*** Records for this exercise

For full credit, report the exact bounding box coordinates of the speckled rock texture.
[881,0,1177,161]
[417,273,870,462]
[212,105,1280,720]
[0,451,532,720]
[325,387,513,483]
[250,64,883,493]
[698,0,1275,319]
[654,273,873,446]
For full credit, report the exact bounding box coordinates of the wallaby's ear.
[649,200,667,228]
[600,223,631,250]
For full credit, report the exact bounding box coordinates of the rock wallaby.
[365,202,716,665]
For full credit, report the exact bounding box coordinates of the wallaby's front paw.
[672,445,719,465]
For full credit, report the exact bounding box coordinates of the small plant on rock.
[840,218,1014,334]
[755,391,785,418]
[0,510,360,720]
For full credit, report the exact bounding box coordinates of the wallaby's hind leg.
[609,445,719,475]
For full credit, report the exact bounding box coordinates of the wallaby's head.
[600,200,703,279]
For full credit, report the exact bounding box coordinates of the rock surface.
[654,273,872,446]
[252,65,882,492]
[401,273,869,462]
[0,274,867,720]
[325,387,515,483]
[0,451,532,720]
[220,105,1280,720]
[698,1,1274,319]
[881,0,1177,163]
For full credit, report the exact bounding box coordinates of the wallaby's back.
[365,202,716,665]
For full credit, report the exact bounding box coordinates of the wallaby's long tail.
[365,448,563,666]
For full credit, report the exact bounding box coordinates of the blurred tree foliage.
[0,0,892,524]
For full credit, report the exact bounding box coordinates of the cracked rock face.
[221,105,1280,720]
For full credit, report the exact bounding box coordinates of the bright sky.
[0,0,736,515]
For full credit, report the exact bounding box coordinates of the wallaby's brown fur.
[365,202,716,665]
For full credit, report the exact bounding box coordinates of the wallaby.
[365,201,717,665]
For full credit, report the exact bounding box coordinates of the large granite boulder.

******

▶ _What you should do_
Please work out how many lines in the records above contain the word "rock", and give only that number.

▶ _Task answer_
5